* **DATASET EXTRACT**

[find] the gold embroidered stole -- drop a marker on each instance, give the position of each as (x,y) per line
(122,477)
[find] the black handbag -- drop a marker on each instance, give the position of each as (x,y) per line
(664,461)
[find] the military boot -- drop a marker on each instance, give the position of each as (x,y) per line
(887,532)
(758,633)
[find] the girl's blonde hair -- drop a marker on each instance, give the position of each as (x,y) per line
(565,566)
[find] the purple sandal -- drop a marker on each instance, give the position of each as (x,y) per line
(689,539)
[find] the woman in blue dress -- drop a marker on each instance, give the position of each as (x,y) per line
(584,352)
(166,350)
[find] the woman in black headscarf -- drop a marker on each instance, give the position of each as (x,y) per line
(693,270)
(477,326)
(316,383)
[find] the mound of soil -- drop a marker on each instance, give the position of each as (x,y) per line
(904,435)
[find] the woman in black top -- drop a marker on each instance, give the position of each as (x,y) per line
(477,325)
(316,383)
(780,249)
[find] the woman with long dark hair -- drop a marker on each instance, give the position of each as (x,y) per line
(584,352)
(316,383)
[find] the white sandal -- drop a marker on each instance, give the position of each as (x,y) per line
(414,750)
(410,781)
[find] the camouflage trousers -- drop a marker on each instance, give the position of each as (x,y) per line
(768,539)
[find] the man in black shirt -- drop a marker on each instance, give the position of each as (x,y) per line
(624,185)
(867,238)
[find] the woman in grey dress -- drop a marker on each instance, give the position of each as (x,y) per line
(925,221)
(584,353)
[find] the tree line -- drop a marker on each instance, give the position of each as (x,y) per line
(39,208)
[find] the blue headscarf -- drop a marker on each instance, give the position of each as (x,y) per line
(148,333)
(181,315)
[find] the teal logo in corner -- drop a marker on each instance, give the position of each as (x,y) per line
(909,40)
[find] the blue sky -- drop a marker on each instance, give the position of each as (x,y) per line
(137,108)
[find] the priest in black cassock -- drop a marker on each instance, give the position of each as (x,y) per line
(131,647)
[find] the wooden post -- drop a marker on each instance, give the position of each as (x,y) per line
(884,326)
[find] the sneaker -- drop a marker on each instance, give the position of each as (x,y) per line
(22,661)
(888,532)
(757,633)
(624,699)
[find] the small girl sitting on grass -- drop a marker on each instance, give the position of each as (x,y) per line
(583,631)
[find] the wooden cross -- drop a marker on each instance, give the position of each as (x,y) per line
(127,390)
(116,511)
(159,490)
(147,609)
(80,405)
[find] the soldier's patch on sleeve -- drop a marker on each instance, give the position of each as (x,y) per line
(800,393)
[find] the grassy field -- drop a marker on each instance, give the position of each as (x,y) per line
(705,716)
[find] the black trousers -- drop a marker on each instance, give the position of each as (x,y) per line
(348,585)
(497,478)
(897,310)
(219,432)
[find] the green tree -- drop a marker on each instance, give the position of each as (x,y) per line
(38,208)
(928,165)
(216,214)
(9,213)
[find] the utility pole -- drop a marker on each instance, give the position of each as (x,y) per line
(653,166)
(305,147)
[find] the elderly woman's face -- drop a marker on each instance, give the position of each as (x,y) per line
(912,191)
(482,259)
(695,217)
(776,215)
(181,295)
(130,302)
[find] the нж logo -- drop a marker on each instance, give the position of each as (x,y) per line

* **TASK**
Copy out word for word everything in the records above, from the line that contains "[find] the black trousers" down to the end of the records, including both of those lines.

* **OUTPUT OF THE TASK**
[find] the black trousers -- drop a marker on each instance, give the position of each as (x,y) per line
(348,585)
(497,478)
(897,310)
(219,432)
[find] the green tree -- drop a marker on each instance, give the position of each as (x,y) per line
(38,208)
(928,165)
(216,214)
(9,213)
[find] the utility pole -- drop a marker on each instance, give the position of each as (x,y) per line
(653,166)
(305,147)
[find] the elderly woman's face -- drop a marker on each instance, give the position of each as (x,y) per line
(912,191)
(482,259)
(695,217)
(776,215)
(181,295)
(130,302)
[find] the нж logo -- drop a marker on each instance, give the position of each as (x,y) per line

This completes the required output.